# EXERCISE BRIEF:
Nothing but the lines below from the one with "Where can the waterfall be" through the one with "Where can the girl's lips" should be output, each exactly as given, and no pictures.

Content starts

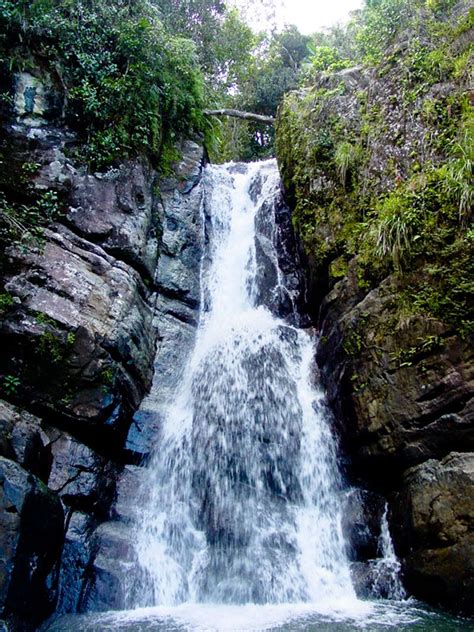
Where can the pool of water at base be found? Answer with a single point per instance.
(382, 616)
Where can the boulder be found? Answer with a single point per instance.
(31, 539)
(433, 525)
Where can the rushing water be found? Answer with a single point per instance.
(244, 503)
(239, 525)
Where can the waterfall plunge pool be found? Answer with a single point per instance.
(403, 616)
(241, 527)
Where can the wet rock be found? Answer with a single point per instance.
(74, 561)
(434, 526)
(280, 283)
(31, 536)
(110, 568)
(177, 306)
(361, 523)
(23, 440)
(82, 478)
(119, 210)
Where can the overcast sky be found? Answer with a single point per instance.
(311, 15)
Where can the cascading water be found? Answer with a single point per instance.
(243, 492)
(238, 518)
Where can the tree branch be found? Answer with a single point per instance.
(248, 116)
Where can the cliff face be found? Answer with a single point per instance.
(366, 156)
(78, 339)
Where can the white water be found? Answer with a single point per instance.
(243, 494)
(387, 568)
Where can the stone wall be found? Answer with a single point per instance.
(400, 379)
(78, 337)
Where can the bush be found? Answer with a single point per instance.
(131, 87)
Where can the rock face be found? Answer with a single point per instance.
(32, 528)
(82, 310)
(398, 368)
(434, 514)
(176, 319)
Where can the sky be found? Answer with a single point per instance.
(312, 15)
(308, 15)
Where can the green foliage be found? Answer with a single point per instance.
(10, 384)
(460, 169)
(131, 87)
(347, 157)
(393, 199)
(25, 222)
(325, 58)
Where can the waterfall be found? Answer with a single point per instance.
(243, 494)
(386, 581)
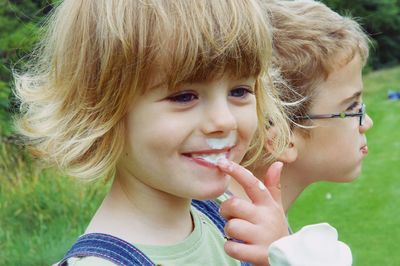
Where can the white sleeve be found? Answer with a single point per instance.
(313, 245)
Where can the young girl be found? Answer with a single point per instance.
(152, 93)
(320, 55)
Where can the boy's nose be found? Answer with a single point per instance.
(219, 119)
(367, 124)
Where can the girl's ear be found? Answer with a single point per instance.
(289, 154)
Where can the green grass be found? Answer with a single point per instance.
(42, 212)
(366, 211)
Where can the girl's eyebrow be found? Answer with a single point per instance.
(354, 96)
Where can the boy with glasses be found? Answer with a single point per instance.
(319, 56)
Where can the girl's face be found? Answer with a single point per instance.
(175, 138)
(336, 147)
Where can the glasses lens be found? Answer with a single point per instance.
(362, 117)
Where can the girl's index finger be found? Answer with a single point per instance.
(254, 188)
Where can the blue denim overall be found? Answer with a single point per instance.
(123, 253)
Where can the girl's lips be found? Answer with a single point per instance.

Content ends
Content starts

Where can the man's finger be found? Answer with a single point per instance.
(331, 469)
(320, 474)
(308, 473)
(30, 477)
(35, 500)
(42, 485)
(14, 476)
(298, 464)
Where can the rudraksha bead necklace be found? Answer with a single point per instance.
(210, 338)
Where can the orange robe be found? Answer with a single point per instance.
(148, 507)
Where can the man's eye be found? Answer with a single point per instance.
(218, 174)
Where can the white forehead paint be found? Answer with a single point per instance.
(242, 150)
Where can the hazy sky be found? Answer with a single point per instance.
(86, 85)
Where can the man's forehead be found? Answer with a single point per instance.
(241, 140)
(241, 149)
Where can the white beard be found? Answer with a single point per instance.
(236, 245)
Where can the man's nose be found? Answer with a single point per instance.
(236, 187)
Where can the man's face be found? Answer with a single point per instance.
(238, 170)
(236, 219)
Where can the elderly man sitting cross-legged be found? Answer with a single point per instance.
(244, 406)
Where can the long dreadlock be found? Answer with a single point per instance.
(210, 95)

Content ends

# ANSWER SECTION:
Where can the waterfall be found? Answer with a single point per instance.
(243, 494)
(386, 581)
Where can the white sleeve be found? Answer with a single point per instance.
(313, 245)
Where can the young girl be found? Answer with a single point per instance.
(152, 93)
(320, 55)
Where can the boy's nose be found? Answer with a single point per instance.
(219, 119)
(367, 124)
Where can the girl's ear be found? Answer with a single point per instance.
(289, 154)
Where can the green grass be found? Answer with a single point per instance.
(42, 212)
(366, 211)
Where can the girl's eyebrow be found? Answer with a single point per instance.
(354, 96)
Where can the boy with glasses be found? Answer with a single point per instance.
(319, 56)
Where can the girl's face be found? Answer with a single point per instance.
(175, 138)
(336, 147)
Where can the glasses lens be found? Answer with a single point per instance.
(362, 117)
Where can the girl's index finger be found? Answer with a single point per instance.
(254, 188)
Where can the blue denim overall be found? Answer with a single point per instance.
(123, 253)
Where can the girl's lips be found? Answer with a single point per instance.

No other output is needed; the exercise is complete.